## What is being asked
Pull out each line of the records holding the string "rocky".

## Material supplied
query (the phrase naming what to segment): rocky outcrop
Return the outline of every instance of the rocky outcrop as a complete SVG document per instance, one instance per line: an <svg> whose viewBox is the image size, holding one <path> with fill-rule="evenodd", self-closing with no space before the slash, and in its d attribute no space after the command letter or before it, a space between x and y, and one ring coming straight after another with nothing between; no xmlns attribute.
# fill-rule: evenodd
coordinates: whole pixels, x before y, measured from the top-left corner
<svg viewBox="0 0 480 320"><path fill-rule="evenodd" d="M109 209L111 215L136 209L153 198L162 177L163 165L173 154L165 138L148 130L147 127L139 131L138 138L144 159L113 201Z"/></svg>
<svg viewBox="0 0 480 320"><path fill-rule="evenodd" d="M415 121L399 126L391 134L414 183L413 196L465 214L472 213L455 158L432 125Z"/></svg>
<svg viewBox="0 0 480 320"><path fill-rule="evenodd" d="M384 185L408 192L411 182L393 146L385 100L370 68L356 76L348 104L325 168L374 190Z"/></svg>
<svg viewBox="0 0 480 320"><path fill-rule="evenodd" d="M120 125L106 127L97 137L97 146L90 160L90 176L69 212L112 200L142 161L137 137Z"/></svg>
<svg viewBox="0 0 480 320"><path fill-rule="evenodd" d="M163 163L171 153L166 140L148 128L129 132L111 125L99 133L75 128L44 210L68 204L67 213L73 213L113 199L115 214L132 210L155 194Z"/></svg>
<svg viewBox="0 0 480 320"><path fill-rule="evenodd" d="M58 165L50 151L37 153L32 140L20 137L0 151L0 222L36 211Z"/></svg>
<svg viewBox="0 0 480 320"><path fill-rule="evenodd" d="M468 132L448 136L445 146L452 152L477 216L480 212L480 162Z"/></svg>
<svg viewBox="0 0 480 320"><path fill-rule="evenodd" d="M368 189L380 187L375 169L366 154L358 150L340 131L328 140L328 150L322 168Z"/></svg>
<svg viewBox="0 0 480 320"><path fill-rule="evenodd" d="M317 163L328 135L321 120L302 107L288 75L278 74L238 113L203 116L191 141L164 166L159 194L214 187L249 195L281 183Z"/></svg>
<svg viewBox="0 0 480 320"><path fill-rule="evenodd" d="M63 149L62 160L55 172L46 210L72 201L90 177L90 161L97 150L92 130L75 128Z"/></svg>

## Response area
query (the phrase naming what to segment): rocky outcrop
Return the outline of every instance of the rocky outcrop as a complete SVG document per instance, one instance per line: an <svg> whose viewBox is the image size, holding one <path> with fill-rule="evenodd", self-closing with no space before the slash, and in its d attribute no space after the command letter or before it, a space between x and y, and one ring coming straight after another with nothing between; no xmlns attribute.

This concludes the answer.